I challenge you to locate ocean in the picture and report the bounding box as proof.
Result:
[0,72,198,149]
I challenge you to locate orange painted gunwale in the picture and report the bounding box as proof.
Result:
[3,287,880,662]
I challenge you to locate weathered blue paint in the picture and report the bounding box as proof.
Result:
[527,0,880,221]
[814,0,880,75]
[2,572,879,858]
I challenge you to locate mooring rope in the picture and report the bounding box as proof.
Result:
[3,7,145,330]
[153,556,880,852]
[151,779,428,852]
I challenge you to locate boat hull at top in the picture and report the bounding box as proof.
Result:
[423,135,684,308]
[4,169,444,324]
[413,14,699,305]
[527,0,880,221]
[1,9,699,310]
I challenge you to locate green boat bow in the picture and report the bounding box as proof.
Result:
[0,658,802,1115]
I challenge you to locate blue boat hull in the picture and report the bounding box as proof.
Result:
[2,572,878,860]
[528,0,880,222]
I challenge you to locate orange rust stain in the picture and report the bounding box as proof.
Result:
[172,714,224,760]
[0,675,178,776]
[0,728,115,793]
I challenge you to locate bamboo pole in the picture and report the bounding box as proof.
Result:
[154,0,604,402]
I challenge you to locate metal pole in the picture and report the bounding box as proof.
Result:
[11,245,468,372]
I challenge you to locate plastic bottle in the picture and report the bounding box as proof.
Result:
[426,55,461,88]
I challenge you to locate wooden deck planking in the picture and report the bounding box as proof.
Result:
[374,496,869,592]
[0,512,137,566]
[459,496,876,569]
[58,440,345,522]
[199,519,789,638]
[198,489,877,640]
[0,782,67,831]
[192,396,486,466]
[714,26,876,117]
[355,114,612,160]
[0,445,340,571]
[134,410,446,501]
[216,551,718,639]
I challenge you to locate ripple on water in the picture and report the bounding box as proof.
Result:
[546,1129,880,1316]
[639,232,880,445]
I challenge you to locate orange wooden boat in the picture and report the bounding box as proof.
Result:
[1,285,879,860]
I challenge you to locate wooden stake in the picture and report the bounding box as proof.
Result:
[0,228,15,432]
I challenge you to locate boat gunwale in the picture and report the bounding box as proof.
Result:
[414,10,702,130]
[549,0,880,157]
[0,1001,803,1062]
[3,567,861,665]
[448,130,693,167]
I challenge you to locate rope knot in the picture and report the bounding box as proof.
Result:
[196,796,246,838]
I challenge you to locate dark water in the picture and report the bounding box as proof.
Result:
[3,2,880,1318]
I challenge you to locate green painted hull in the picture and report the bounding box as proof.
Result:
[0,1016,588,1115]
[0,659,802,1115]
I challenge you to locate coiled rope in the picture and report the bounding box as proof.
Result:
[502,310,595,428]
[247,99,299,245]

• **Your assignment**
Keep only the lines of the listing that contain the word "pole", and copy them.

• **Exercise response**
I challenge you to locate bamboo pole in the picture and report the bounding box as proof.
I challenge you to locate metal pole in the picture and report the bounding box as proof.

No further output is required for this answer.